■ OBJECTIVE: Copy the entries from the line containing "trace the outline of every instance of the tank" through the line containing "64 41 L 63 26", both lines included, keeping every line of each entry. Shift each coordinate in the path answers up by 111, and leave all other text unchanged.
--- Begin ---
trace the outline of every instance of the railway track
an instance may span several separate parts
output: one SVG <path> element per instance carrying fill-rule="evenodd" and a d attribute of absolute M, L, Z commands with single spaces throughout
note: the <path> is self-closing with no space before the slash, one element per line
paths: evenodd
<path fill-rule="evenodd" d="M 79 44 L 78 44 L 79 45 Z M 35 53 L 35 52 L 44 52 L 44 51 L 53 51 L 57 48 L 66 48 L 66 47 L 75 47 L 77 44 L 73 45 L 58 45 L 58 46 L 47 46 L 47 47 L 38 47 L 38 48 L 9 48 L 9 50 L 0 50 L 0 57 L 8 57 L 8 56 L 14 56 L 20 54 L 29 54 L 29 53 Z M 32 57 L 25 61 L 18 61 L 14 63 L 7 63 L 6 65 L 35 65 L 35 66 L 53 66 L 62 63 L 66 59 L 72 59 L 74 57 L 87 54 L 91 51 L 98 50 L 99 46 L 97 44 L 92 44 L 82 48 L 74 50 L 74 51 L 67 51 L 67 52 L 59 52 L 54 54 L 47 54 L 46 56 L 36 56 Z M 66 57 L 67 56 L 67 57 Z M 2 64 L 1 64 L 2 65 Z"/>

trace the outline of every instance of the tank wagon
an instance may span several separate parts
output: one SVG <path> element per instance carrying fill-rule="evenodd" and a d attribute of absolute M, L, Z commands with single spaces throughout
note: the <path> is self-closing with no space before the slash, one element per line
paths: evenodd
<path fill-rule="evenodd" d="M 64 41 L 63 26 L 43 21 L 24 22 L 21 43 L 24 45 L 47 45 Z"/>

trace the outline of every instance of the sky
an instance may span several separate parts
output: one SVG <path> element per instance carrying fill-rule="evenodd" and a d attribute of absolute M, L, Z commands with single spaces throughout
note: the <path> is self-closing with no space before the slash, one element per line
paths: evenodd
--- End ---
■ WRITTEN SOLUTION:
trace the outline of every instance of the tank wagon
an instance may span several separate parts
output: one SVG <path> element per instance carrying fill-rule="evenodd" and a d attribute of absolute M, L, Z commands with single spaces throughout
note: the <path> is self-closing with no space before the slash, one element per line
paths: evenodd
<path fill-rule="evenodd" d="M 175 152 L 174 137 L 154 132 L 135 133 L 132 154 L 135 156 L 158 156 Z"/>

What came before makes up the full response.